*** Opening of DATA IN THIS EXERCISE ***
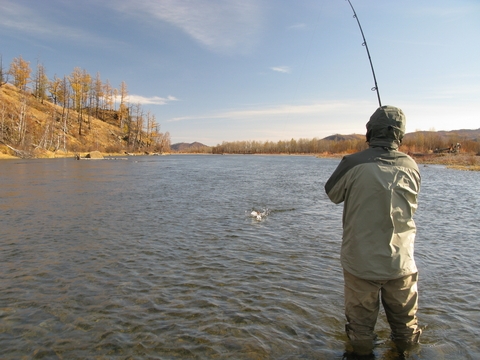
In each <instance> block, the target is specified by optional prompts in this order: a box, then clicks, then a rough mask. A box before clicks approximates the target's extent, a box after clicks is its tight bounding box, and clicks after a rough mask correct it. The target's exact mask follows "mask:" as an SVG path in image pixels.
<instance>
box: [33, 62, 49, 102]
mask: <svg viewBox="0 0 480 360" xmlns="http://www.w3.org/2000/svg"><path fill="white" fill-rule="evenodd" d="M33 83H34V87H33V95H34V96H35V97H36V98H37V99H39V100H40V101H41V102H42V104H43V102H44V100H46V99H47V89H48V83H49V82H48V77H47V71H46V69H45V66H43V64H41V63H37V70H36V72H35V75H34V78H33Z"/></svg>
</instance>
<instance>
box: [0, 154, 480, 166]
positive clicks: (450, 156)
mask: <svg viewBox="0 0 480 360" xmlns="http://www.w3.org/2000/svg"><path fill="white" fill-rule="evenodd" d="M87 154H89V152H81V153H77V152H63V151H60V152H58V151H57V152H50V151H48V152H44V153H42V154H39V156H37V157H36V158H34V159H54V158H72V159H74V158H75V157H76V156H77V155H80V157H85V156H86V155H87ZM102 155H103V156H104V157H106V158H109V157H125V156H148V155H149V156H153V155H160V154H145V153H127V154H126V153H102ZM161 155H212V154H208V153H177V152H172V153H165V154H161ZM213 155H215V154H213ZM225 155H272V156H315V157H318V158H330V159H340V158H342V157H343V156H345V155H348V154H331V153H321V154H225ZM412 157H413V158H414V159H415V161H416V162H417V163H418V164H422V165H429V164H431V165H443V166H446V167H447V168H451V169H456V170H468V171H480V156H479V155H473V154H462V153H460V154H413V155H412ZM19 159H21V158H20V157H17V156H13V155H10V154H4V153H0V160H19Z"/></svg>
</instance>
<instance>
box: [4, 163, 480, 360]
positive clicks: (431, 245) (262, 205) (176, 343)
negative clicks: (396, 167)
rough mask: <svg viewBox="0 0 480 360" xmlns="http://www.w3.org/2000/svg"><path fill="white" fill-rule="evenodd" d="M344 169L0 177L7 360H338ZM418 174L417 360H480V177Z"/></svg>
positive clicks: (382, 354) (4, 336)
mask: <svg viewBox="0 0 480 360" xmlns="http://www.w3.org/2000/svg"><path fill="white" fill-rule="evenodd" d="M337 164H338V160H335V159H319V158H315V157H312V156H233V155H232V156H230V155H224V156H220V155H218V156H214V155H213V156H208V155H171V156H158V157H154V156H150V157H148V156H142V157H130V158H128V160H121V159H119V160H90V161H87V160H85V161H76V160H73V159H46V160H41V159H38V160H5V161H1V162H0V274H1V275H0V358H1V359H20V358H39V359H41V358H44V359H84V358H100V359H111V358H115V359H342V357H343V354H344V350H345V342H346V336H345V333H344V324H345V320H344V315H343V275H342V270H341V267H340V263H339V251H340V243H341V217H342V205H335V204H332V203H331V202H330V201H329V200H328V198H327V196H326V195H325V193H324V189H323V186H324V184H325V181H326V180H327V179H328V177H329V175H330V174H331V173H332V171H333V170H334V169H335V167H336V166H337ZM421 174H422V190H421V194H420V197H419V203H420V205H419V209H418V211H417V213H416V217H415V220H416V223H417V226H418V234H417V240H416V252H415V257H416V261H417V266H418V267H419V273H420V280H419V292H420V310H419V313H418V316H419V321H420V324H421V326H422V328H424V333H423V335H422V337H421V345H420V346H419V347H418V348H417V349H415V351H414V352H413V353H412V354H411V355H410V357H411V358H412V359H436V360H437V359H479V358H480V340H479V337H478V332H479V330H480V310H479V309H480V300H479V287H480V271H479V270H478V263H479V259H480V255H479V253H480V232H479V228H478V224H479V223H480V216H479V210H480V206H479V204H480V173H478V172H465V171H458V170H450V169H447V168H445V167H443V166H431V165H430V166H421ZM253 210H260V211H265V212H266V216H263V217H262V218H261V219H260V220H257V218H255V217H252V216H251V215H250V213H251V211H253ZM376 330H377V333H378V335H379V337H380V338H381V339H383V340H385V341H384V342H383V343H381V344H379V345H378V346H377V347H376V348H375V358H376V359H393V358H395V357H394V350H393V347H392V344H391V342H390V341H389V340H388V336H389V327H388V324H387V322H386V320H385V315H384V313H383V312H382V313H381V315H380V318H379V321H378V324H377V328H376Z"/></svg>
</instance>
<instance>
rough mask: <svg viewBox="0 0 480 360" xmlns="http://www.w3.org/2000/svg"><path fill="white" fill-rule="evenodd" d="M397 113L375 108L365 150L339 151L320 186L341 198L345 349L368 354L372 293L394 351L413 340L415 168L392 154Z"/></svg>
mask: <svg viewBox="0 0 480 360" xmlns="http://www.w3.org/2000/svg"><path fill="white" fill-rule="evenodd" d="M404 134H405V115H404V114H403V112H402V110H400V109H398V108H395V107H393V106H382V107H380V108H378V109H377V110H376V111H375V113H374V114H373V115H372V116H371V117H370V121H369V122H368V123H367V142H368V143H369V148H368V149H366V150H364V151H361V152H359V153H356V154H352V155H349V156H345V157H344V158H343V159H342V161H341V162H340V164H339V166H338V167H337V169H336V170H335V172H334V173H333V174H332V176H331V177H330V179H329V180H328V181H327V183H326V184H325V191H326V193H327V194H328V197H329V198H330V200H332V202H334V203H336V204H339V203H341V202H342V201H344V208H343V241H342V249H341V263H342V267H343V272H344V279H345V315H346V317H347V324H346V326H345V329H346V332H347V336H348V338H349V339H350V343H351V345H352V347H353V352H354V353H356V354H360V355H368V354H371V353H372V350H373V346H374V342H375V339H376V335H375V333H374V328H375V323H376V321H377V316H378V312H379V308H380V301H379V298H380V294H381V301H382V304H383V307H384V309H385V313H386V315H387V320H388V322H389V324H390V328H391V330H392V334H391V335H392V339H393V340H394V341H395V343H396V344H397V347H398V348H399V350H400V351H404V350H405V349H406V348H408V346H410V345H413V344H416V343H418V338H419V337H420V333H421V330H420V328H419V327H418V322H417V317H416V312H417V309H418V293H417V277H418V273H417V267H416V265H415V261H414V258H413V245H414V240H415V233H416V227H415V223H414V221H413V219H412V217H413V214H414V213H415V210H416V209H417V195H418V192H419V190H420V173H419V171H418V166H417V164H416V163H415V161H414V160H413V159H412V158H411V157H409V156H408V155H406V154H404V153H402V152H400V151H398V150H397V149H398V147H399V145H400V143H401V142H402V139H403V136H404Z"/></svg>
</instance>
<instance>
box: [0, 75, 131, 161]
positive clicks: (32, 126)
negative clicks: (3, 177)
*** Close of DATA IN THIS EXERCISE ***
### TASK DESCRIPTION
Set down the data above verbatim, omitting every image.

### THE COMPLETED TASK
In each <instance> block, the target is specified by optional prompts in this order: a box, then clicks, then a rough mask. A box before clicks approximates the target's extent, a box after clicks is its tight bounding box, and clicks after a rough mask correct it. The target's exact mask follows "mask:" as an SVG path in image pixels.
<instance>
box: [33, 62, 49, 102]
mask: <svg viewBox="0 0 480 360" xmlns="http://www.w3.org/2000/svg"><path fill="white" fill-rule="evenodd" d="M33 83H34V87H33V95H34V96H35V97H36V98H37V99H39V100H40V101H41V102H42V104H43V102H44V100H46V99H47V89H48V83H49V82H48V77H47V71H46V69H45V66H43V64H41V63H37V70H36V72H35V75H34V78H33Z"/></svg>
</instance>
<instance>
box: [0, 154, 480, 166]
positive clicks: (450, 156)
mask: <svg viewBox="0 0 480 360" xmlns="http://www.w3.org/2000/svg"><path fill="white" fill-rule="evenodd" d="M87 154H89V152H81V153H77V152H63V151H60V152H58V151H57V152H50V151H48V152H44V153H42V154H39V156H37V157H36V158H34V159H54V158H72V159H74V158H75V157H76V156H77V155H80V157H85V156H86V155H87ZM102 155H103V156H104V157H106V158H109V157H125V156H148V155H149V156H153V155H160V154H145V153H127V154H126V153H102ZM161 155H212V154H208V153H177V152H172V153H165V154H161ZM213 155H215V154H213ZM225 155H272V156H315V157H318V158H330V159H340V158H342V157H343V156H345V155H348V154H331V153H321V154H225ZM412 157H413V158H414V159H415V161H416V162H417V163H418V164H422V165H429V164H431V165H443V166H446V167H447V168H451V169H456V170H468V171H480V156H479V155H473V154H462V153H460V154H413V155H412ZM19 159H21V158H20V157H17V156H13V155H10V154H4V153H0V160H19Z"/></svg>
</instance>
<instance>
box: [4, 163, 480, 360]
positive clicks: (431, 245) (262, 205) (176, 343)
negative clicks: (396, 167)
rough mask: <svg viewBox="0 0 480 360" xmlns="http://www.w3.org/2000/svg"><path fill="white" fill-rule="evenodd" d="M344 169L0 177L7 360H338ZM418 174L417 360H480V177Z"/></svg>
positive clicks: (382, 354) (4, 336)
mask: <svg viewBox="0 0 480 360" xmlns="http://www.w3.org/2000/svg"><path fill="white" fill-rule="evenodd" d="M337 164H338V160H335V159H319V158H315V157H312V156H233V155H232V156H230V155H224V156H220V155H218V156H214V155H213V156H208V155H171V156H158V157H154V156H150V157H148V156H142V157H130V158H128V160H121V159H119V160H90V161H87V160H85V161H76V160H73V159H46V160H41V159H38V160H5V161H1V162H0V274H1V275H0V358H1V359H20V358H39V359H41V358H44V359H84V358H100V359H111V358H115V359H342V357H343V354H344V350H345V342H346V336H345V333H344V324H345V320H344V315H343V275H342V270H341V267H340V263H339V251H340V243H341V217H342V205H335V204H332V203H331V202H330V201H329V200H328V198H327V196H326V195H325V193H324V189H323V186H324V184H325V181H326V180H327V179H328V177H329V175H330V174H331V173H332V171H333V170H334V169H335V167H336V166H337ZM421 174H422V190H421V194H420V197H419V203H420V205H419V209H418V211H417V213H416V217H415V220H416V223H417V226H418V234H417V240H416V252H415V257H416V261H417V266H418V267H419V273H420V280H419V292H420V310H419V313H418V316H419V321H420V324H421V326H422V328H424V333H423V335H422V337H421V345H420V346H419V347H418V348H417V349H415V351H414V352H413V353H412V354H411V355H410V357H411V358H412V359H436V360H437V359H479V358H480V340H479V337H478V332H479V330H480V310H479V309H480V300H479V287H480V271H479V270H478V263H479V259H480V255H479V253H480V232H479V228H478V224H479V223H480V216H479V210H480V206H479V204H480V173H478V172H465V171H458V170H450V169H447V168H445V167H443V166H431V165H430V166H421ZM253 210H260V211H265V212H266V216H263V217H262V218H261V219H260V220H257V218H255V217H252V216H251V215H250V213H251V211H253ZM376 330H377V333H378V335H379V337H380V338H381V339H383V340H385V341H384V342H383V343H381V344H379V345H378V346H377V347H376V348H375V358H376V359H393V358H395V357H394V350H393V347H392V344H391V342H390V341H389V340H388V336H389V327H388V324H387V322H386V320H385V315H384V313H383V312H382V313H381V315H380V318H379V321H378V324H377V328H376Z"/></svg>
</instance>
<instance>
rough mask: <svg viewBox="0 0 480 360" xmlns="http://www.w3.org/2000/svg"><path fill="white" fill-rule="evenodd" d="M397 113L375 108L365 150L339 151L320 186L341 198L345 349L368 354L372 293L394 351L413 340L415 168L392 154Z"/></svg>
mask: <svg viewBox="0 0 480 360" xmlns="http://www.w3.org/2000/svg"><path fill="white" fill-rule="evenodd" d="M404 134H405V115H404V114H403V112H402V110H400V109H398V108H395V107H393V106H382V107H380V108H378V109H377V110H376V111H375V113H374V114H373V115H372V116H371V117H370V121H369V122H368V123H367V142H368V143H369V148H368V149H366V150H364V151H361V152H359V153H356V154H352V155H349V156H345V157H344V158H343V159H342V161H341V162H340V164H339V166H338V167H337V169H336V170H335V172H334V173H333V174H332V176H331V177H330V179H329V180H328V181H327V183H326V184H325V191H326V193H327V194H328V197H329V198H330V200H332V202H334V203H336V204H339V203H341V202H342V201H344V208H343V241H342V249H341V263H342V267H343V272H344V279H345V315H346V317H347V324H346V326H345V329H346V332H347V336H348V338H349V339H350V343H351V345H352V347H353V352H354V353H356V354H360V355H368V354H371V353H372V350H373V346H374V342H375V339H376V335H375V333H374V328H375V323H376V321H377V316H378V312H379V308H380V301H379V298H380V294H381V301H382V304H383V307H384V309H385V313H386V315H387V320H388V322H389V324H390V328H391V330H392V334H391V335H392V339H393V340H394V341H395V343H396V344H397V347H398V348H399V350H400V351H404V350H405V349H406V348H408V346H410V345H413V344H416V343H418V338H419V337H420V333H421V330H420V328H419V327H418V322H417V317H416V312H417V309H418V293H417V277H418V273H417V267H416V265H415V261H414V258H413V245H414V240H415V233H416V227H415V223H414V221H413V219H412V217H413V214H414V213H415V210H416V209H417V195H418V192H419V190H420V173H419V171H418V166H417V164H416V163H415V161H414V160H413V159H412V158H411V157H409V156H408V155H406V154H404V153H402V152H400V151H398V150H397V149H398V147H399V145H400V143H401V142H402V139H403V136H404Z"/></svg>
</instance>
<instance>
box: [0, 75, 131, 161]
positive clicks: (32, 126)
negative clicks: (3, 177)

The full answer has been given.